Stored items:
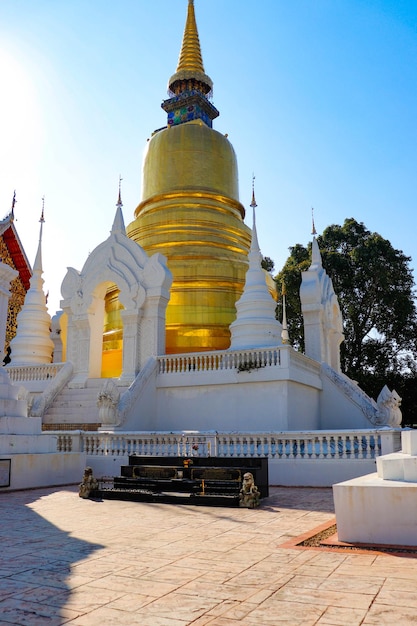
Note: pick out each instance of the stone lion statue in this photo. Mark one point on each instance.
(249, 493)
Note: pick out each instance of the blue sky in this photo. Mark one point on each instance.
(318, 97)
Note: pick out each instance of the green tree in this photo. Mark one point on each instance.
(375, 288)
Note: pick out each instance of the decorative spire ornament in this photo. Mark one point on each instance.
(32, 343)
(316, 260)
(284, 335)
(118, 223)
(13, 205)
(190, 87)
(255, 325)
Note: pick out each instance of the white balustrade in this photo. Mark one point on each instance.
(242, 360)
(290, 445)
(24, 373)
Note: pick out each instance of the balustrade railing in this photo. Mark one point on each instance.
(24, 373)
(242, 360)
(302, 445)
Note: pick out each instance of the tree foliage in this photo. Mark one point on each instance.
(375, 288)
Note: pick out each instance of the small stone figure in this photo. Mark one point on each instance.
(249, 494)
(89, 483)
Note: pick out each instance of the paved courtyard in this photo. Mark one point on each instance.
(65, 560)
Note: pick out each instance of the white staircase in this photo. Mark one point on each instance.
(75, 406)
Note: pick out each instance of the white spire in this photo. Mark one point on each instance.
(118, 223)
(32, 343)
(255, 325)
(316, 260)
(284, 335)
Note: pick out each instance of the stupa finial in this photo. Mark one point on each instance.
(118, 222)
(119, 199)
(190, 69)
(284, 333)
(13, 205)
(253, 203)
(313, 229)
(42, 219)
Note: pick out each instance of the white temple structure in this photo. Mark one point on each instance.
(33, 344)
(257, 384)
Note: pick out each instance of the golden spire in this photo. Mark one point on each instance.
(313, 229)
(190, 64)
(190, 55)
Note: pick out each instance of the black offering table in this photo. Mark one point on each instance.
(212, 481)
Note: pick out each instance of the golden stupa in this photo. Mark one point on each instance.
(190, 209)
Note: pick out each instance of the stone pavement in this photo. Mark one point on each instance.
(65, 560)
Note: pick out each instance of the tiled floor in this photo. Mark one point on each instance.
(64, 560)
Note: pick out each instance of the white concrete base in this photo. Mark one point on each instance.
(20, 425)
(372, 510)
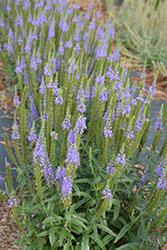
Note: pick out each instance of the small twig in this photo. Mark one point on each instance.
(159, 245)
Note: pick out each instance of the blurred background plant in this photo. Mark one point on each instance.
(142, 27)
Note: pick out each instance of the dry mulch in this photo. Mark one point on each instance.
(8, 232)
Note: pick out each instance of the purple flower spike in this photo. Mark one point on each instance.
(12, 201)
(15, 134)
(66, 124)
(73, 155)
(152, 89)
(159, 122)
(162, 183)
(80, 125)
(1, 179)
(66, 187)
(71, 137)
(32, 136)
(121, 158)
(108, 130)
(54, 135)
(110, 168)
(16, 100)
(61, 50)
(42, 87)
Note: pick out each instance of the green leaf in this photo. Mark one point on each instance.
(44, 233)
(62, 235)
(128, 246)
(52, 237)
(106, 229)
(53, 198)
(67, 245)
(116, 211)
(81, 202)
(51, 219)
(39, 242)
(77, 222)
(98, 241)
(85, 242)
(83, 181)
(3, 196)
(83, 194)
(123, 232)
(107, 239)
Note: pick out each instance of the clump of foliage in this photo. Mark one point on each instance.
(142, 26)
(78, 132)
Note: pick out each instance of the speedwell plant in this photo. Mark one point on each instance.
(84, 181)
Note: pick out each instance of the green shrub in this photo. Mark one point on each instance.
(78, 133)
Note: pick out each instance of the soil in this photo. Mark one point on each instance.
(8, 232)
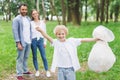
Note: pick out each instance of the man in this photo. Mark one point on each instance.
(22, 35)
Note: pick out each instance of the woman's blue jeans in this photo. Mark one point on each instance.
(38, 44)
(21, 65)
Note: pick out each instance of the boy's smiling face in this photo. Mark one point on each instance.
(61, 35)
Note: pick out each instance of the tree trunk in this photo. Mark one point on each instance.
(69, 18)
(75, 12)
(63, 12)
(44, 10)
(37, 5)
(54, 10)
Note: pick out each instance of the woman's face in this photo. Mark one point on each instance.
(61, 35)
(35, 15)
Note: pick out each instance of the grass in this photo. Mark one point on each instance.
(8, 50)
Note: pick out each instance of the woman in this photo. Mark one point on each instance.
(39, 42)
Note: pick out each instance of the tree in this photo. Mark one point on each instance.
(54, 10)
(75, 14)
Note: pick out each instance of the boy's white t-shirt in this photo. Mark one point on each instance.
(69, 57)
(64, 58)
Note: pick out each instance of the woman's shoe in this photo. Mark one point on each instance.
(37, 73)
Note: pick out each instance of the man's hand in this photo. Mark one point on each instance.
(19, 46)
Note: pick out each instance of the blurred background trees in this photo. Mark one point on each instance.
(64, 11)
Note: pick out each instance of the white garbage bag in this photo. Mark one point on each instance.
(101, 57)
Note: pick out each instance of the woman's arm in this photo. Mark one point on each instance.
(88, 39)
(44, 34)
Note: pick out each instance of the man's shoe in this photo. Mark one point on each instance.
(37, 73)
(20, 78)
(48, 74)
(27, 73)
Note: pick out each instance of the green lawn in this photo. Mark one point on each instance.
(8, 50)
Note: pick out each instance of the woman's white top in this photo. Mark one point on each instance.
(65, 54)
(35, 33)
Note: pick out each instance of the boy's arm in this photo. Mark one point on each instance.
(44, 34)
(88, 39)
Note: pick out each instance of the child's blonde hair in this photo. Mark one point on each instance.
(60, 27)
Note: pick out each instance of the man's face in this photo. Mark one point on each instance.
(23, 10)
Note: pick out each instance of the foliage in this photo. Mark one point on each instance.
(8, 50)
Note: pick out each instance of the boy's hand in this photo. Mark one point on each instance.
(38, 28)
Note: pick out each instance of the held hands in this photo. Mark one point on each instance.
(19, 46)
(38, 29)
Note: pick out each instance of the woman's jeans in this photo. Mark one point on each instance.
(38, 43)
(21, 62)
(66, 73)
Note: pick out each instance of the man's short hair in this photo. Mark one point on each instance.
(22, 4)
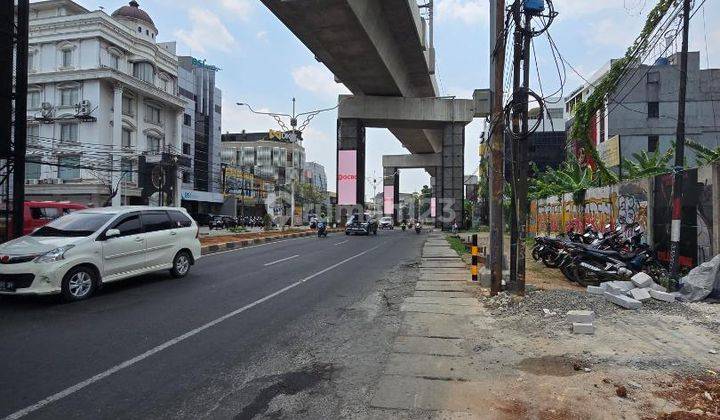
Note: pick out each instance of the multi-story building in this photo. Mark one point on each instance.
(103, 109)
(273, 155)
(641, 114)
(315, 175)
(201, 189)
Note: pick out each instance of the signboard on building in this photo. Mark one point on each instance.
(347, 177)
(389, 200)
(609, 151)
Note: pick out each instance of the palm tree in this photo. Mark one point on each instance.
(704, 155)
(646, 165)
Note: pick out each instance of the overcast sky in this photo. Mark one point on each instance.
(265, 65)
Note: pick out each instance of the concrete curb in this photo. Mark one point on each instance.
(229, 246)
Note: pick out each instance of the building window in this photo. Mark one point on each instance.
(128, 106)
(69, 167)
(32, 167)
(653, 110)
(34, 99)
(68, 132)
(33, 133)
(114, 61)
(144, 71)
(126, 169)
(153, 144)
(152, 114)
(653, 143)
(69, 97)
(126, 138)
(66, 58)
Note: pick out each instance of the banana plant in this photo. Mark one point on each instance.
(646, 165)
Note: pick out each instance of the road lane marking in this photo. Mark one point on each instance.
(128, 363)
(279, 261)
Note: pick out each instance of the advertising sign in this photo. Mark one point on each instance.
(347, 177)
(389, 200)
(609, 151)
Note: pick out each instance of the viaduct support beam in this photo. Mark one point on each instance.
(451, 177)
(391, 192)
(351, 163)
(413, 161)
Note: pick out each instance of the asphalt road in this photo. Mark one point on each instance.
(155, 347)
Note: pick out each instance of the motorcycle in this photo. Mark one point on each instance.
(322, 229)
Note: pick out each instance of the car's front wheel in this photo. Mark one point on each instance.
(79, 284)
(181, 265)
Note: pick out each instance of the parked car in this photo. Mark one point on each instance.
(77, 253)
(361, 224)
(387, 223)
(39, 213)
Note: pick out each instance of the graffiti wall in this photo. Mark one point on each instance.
(624, 203)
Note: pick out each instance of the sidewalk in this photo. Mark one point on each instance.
(462, 355)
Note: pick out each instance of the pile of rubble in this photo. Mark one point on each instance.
(631, 294)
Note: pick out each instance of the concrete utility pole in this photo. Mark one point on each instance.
(679, 149)
(497, 128)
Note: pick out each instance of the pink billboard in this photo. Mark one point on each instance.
(347, 177)
(389, 200)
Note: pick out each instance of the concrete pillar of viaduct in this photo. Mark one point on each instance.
(391, 178)
(350, 166)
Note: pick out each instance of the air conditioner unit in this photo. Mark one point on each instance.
(83, 108)
(46, 110)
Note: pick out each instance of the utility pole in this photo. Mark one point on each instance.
(679, 149)
(514, 147)
(497, 128)
(20, 135)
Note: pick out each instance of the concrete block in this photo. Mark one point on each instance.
(663, 296)
(640, 294)
(596, 290)
(657, 287)
(583, 328)
(581, 317)
(642, 280)
(623, 301)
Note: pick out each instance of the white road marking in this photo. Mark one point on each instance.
(126, 364)
(254, 246)
(279, 261)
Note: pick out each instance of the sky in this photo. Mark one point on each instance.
(265, 65)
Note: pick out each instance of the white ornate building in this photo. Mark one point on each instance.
(103, 107)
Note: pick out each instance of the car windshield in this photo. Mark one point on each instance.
(74, 225)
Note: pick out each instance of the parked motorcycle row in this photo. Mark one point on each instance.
(591, 257)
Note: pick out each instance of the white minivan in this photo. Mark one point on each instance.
(75, 254)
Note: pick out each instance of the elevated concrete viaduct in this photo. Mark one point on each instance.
(379, 50)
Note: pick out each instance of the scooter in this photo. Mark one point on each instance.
(322, 229)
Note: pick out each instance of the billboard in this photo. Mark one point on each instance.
(389, 200)
(347, 177)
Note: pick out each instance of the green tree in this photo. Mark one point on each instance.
(704, 155)
(646, 165)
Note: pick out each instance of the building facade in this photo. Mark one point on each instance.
(315, 175)
(201, 182)
(641, 115)
(103, 109)
(273, 155)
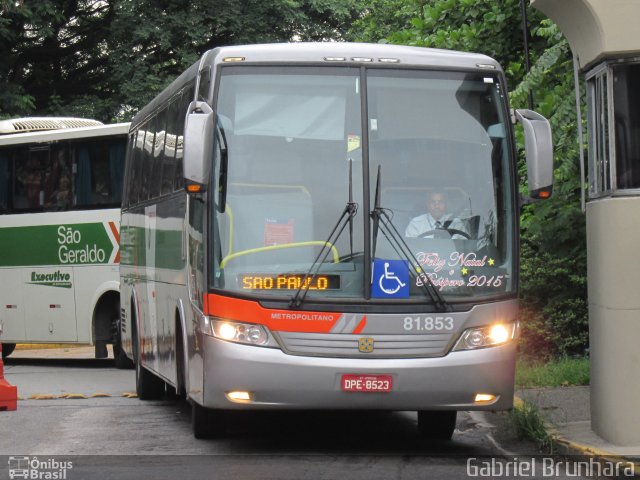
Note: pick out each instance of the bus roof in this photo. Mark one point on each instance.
(327, 53)
(64, 134)
(359, 53)
(33, 124)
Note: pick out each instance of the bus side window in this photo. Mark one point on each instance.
(147, 156)
(4, 181)
(136, 167)
(58, 195)
(21, 174)
(187, 97)
(157, 159)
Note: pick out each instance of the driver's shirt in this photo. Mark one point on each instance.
(426, 223)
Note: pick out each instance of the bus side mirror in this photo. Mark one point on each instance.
(198, 146)
(539, 152)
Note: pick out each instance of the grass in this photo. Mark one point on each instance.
(561, 372)
(528, 424)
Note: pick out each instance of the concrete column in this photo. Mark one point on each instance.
(613, 250)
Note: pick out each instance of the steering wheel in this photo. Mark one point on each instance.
(450, 231)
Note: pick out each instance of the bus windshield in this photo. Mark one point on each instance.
(440, 143)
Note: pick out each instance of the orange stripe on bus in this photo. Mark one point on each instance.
(275, 319)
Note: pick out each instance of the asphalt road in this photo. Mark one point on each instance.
(107, 435)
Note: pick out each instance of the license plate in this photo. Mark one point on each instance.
(367, 383)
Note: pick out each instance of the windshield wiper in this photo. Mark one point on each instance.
(382, 222)
(350, 210)
(224, 166)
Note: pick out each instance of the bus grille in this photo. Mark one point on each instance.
(384, 346)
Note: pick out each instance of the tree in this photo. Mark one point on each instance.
(107, 58)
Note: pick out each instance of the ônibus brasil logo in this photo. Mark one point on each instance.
(54, 279)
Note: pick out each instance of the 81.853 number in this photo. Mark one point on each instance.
(428, 324)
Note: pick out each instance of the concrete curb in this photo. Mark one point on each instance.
(38, 346)
(571, 447)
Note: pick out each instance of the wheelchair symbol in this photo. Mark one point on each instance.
(390, 276)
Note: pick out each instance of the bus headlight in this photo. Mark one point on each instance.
(239, 332)
(489, 336)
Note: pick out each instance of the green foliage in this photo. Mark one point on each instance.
(559, 372)
(529, 424)
(106, 59)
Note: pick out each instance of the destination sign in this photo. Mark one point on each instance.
(288, 281)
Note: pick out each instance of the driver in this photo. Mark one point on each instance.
(436, 223)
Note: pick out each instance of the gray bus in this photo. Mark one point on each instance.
(267, 256)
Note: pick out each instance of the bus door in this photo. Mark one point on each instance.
(12, 305)
(50, 310)
(150, 329)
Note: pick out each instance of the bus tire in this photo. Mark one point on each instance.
(7, 349)
(119, 356)
(437, 424)
(148, 386)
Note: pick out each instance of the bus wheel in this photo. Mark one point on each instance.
(437, 425)
(119, 356)
(207, 423)
(7, 349)
(148, 386)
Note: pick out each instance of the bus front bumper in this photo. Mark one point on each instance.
(275, 380)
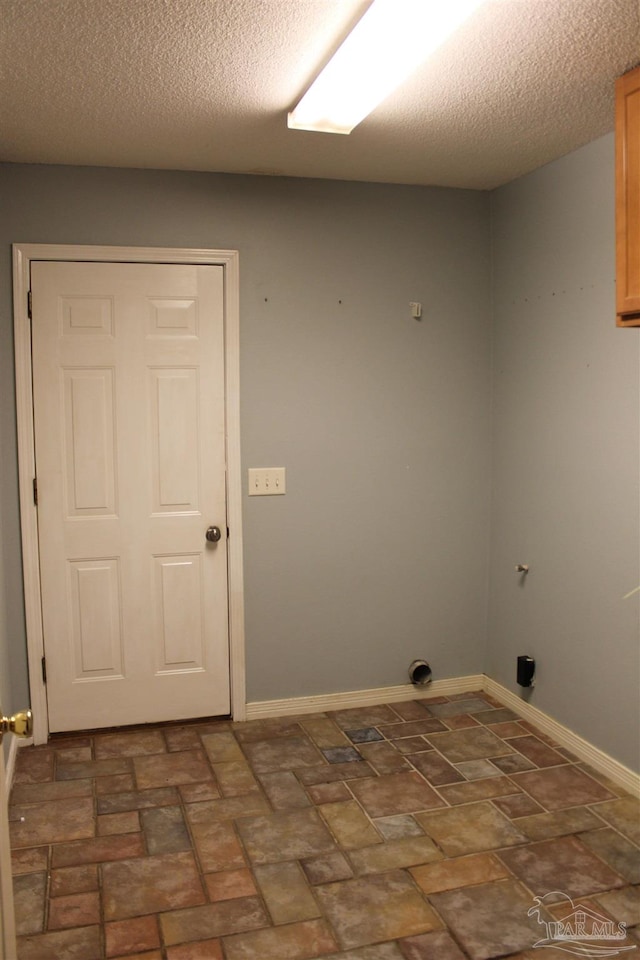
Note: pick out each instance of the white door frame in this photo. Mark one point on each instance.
(23, 254)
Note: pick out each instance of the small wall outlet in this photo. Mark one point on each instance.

◆ What needs to be done:
Print from the line containing "Note: pick out each instance of the white door" to the last line above, exactly as written.

◆ Answer box:
Note: pick out each instance of the white door frame in this photo. Mark one point on each instance.
(23, 254)
Note: pick out each instance of the small wall outlet in this photo. Mark one point on each instance.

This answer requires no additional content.